__DIRECTIONS FOR THIS TASK__
Report all lines of the data below that hold the word "each".

__DATA FOR THE TASK__
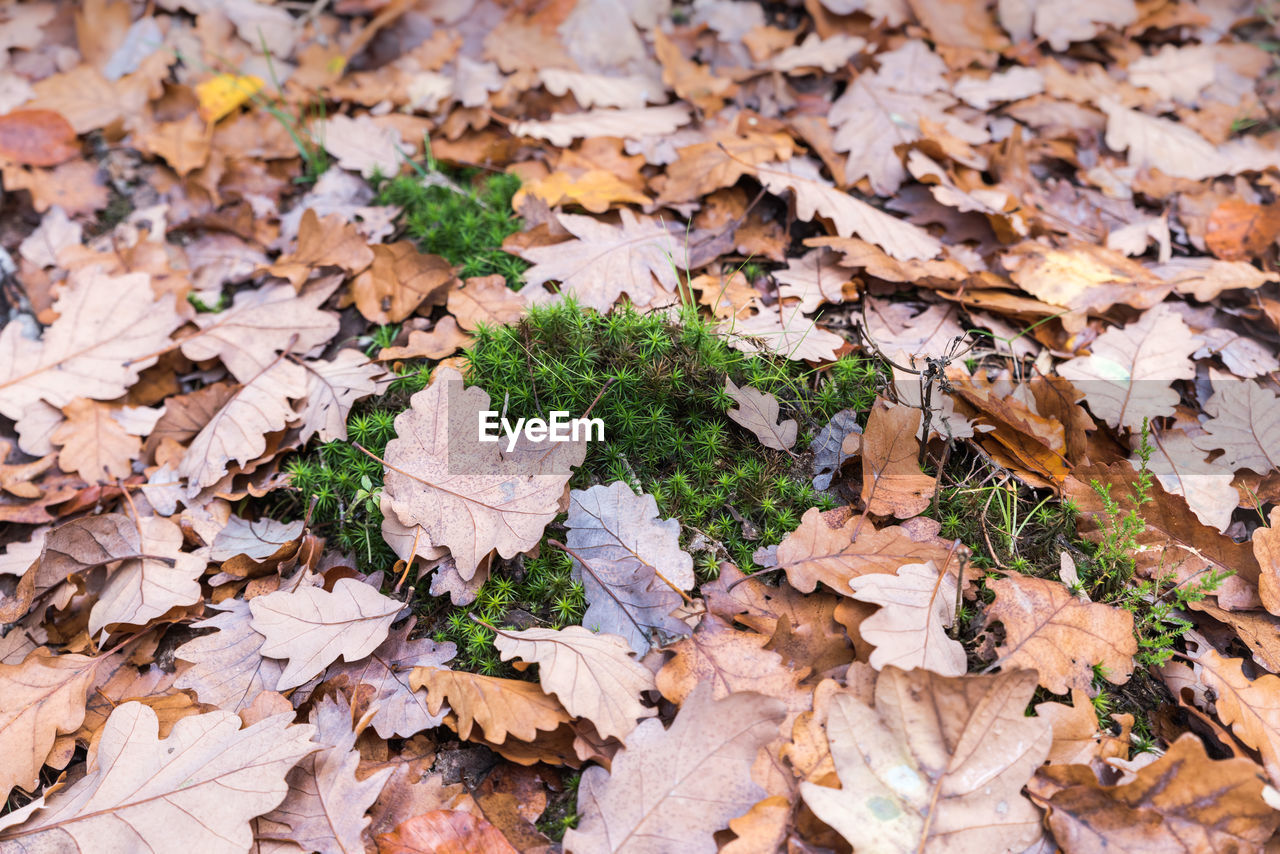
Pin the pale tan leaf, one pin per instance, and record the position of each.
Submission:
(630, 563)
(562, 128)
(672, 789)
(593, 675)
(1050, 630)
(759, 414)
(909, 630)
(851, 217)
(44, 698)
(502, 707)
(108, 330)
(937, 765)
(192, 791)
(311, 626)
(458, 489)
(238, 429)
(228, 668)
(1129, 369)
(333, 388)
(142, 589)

---

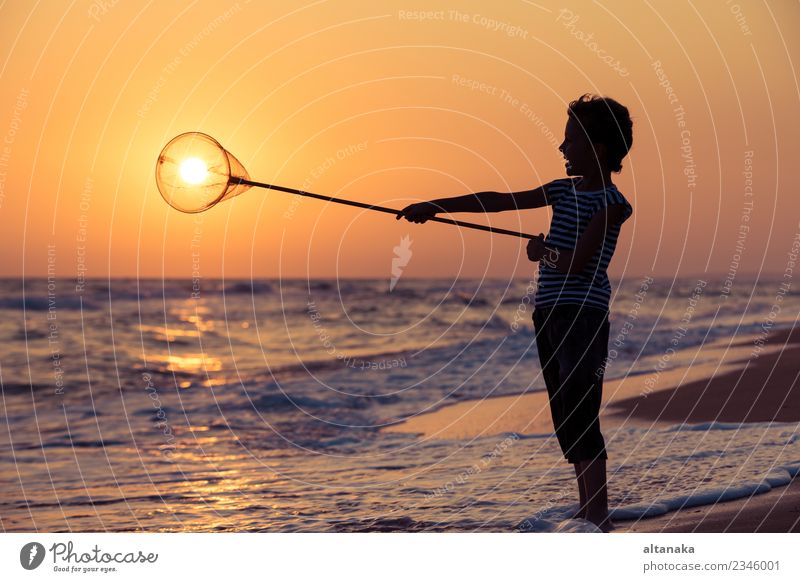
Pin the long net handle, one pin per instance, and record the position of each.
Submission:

__EXPECTED OUTPUT__
Pin the pale tan leaf, one pin per instance, and record the position of each.
Pin the long net handle, one pin per instance, and record the position of each.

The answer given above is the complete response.